Problem: Identify every line in the rows that contains the word "grain", and copy each such line.

Data entries:
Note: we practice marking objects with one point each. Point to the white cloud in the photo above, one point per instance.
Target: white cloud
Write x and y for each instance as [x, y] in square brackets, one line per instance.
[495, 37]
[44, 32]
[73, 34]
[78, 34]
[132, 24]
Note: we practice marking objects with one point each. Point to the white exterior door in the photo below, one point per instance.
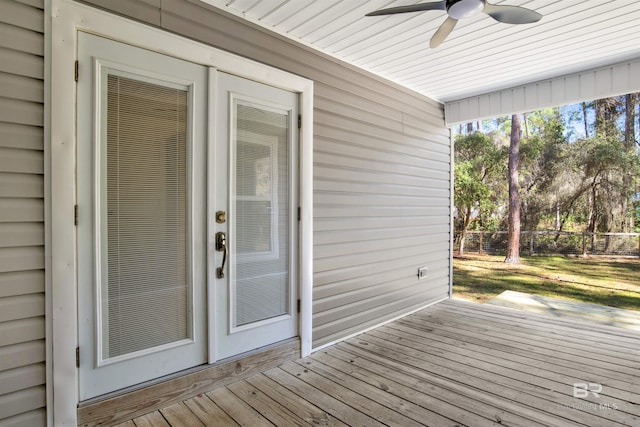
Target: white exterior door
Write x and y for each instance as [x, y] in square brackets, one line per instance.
[141, 196]
[254, 210]
[180, 169]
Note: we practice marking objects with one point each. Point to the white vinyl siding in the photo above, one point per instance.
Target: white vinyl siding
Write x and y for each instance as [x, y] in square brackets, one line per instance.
[22, 301]
[381, 176]
[614, 80]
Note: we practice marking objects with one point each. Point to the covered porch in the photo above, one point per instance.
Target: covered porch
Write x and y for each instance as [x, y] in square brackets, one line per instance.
[452, 364]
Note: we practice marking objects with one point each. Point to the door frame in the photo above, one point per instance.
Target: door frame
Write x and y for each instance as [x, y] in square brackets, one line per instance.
[65, 19]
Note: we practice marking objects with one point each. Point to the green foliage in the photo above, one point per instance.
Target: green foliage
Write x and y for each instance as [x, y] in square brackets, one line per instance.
[579, 169]
[479, 166]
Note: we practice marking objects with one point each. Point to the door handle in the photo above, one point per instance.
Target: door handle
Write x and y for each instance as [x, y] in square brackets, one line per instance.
[221, 246]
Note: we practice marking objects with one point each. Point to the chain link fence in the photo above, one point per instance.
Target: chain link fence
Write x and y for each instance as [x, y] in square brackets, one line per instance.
[553, 243]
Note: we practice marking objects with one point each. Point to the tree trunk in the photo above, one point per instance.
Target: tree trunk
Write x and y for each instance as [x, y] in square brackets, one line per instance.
[513, 243]
[629, 139]
[586, 124]
[463, 234]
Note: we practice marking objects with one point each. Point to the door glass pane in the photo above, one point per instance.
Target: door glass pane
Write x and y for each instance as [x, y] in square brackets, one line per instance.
[145, 298]
[261, 213]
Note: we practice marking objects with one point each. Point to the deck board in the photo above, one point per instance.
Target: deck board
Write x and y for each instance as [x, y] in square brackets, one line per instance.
[452, 364]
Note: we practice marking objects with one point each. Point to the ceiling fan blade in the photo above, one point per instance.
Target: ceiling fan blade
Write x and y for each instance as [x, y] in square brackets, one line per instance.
[511, 14]
[442, 33]
[440, 5]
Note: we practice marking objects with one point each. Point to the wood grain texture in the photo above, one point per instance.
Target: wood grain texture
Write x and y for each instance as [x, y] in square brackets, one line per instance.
[130, 405]
[421, 371]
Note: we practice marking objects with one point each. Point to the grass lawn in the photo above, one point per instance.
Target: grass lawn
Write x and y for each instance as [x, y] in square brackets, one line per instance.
[612, 282]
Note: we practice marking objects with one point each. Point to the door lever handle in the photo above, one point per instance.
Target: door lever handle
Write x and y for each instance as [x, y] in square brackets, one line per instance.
[221, 246]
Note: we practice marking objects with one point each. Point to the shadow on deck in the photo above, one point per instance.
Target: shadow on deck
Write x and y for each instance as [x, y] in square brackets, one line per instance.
[453, 364]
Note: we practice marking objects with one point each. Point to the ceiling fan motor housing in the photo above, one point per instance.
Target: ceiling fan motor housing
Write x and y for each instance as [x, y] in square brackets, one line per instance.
[459, 9]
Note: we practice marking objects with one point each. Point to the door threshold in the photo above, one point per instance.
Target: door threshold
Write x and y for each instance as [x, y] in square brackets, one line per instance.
[129, 403]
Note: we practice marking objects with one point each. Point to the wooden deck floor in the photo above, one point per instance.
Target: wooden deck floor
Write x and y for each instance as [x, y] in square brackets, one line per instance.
[453, 364]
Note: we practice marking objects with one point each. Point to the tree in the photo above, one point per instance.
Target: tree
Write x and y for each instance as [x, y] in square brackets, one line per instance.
[513, 242]
[478, 162]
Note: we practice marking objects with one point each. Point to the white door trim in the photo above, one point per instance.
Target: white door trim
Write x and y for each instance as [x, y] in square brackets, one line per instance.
[66, 18]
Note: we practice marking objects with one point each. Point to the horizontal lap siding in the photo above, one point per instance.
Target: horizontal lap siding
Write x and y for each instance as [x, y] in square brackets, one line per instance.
[381, 174]
[22, 300]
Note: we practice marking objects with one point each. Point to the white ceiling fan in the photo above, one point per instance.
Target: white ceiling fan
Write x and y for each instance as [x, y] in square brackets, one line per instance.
[460, 9]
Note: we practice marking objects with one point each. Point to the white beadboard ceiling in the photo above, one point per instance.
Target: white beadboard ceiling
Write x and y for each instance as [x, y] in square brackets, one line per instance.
[480, 56]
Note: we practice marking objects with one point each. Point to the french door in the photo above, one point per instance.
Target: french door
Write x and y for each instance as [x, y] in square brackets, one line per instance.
[178, 167]
[255, 188]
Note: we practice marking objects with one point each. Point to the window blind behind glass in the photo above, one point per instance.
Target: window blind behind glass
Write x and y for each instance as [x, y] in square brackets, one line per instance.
[262, 214]
[146, 302]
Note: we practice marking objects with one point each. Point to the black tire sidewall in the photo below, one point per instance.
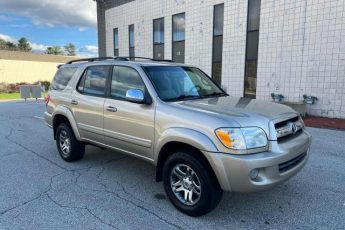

Task answer:
Note: we practice marking objects with one point each. Point to the wood grain texture in the photo above, one point per instance.
Target: wood grain texture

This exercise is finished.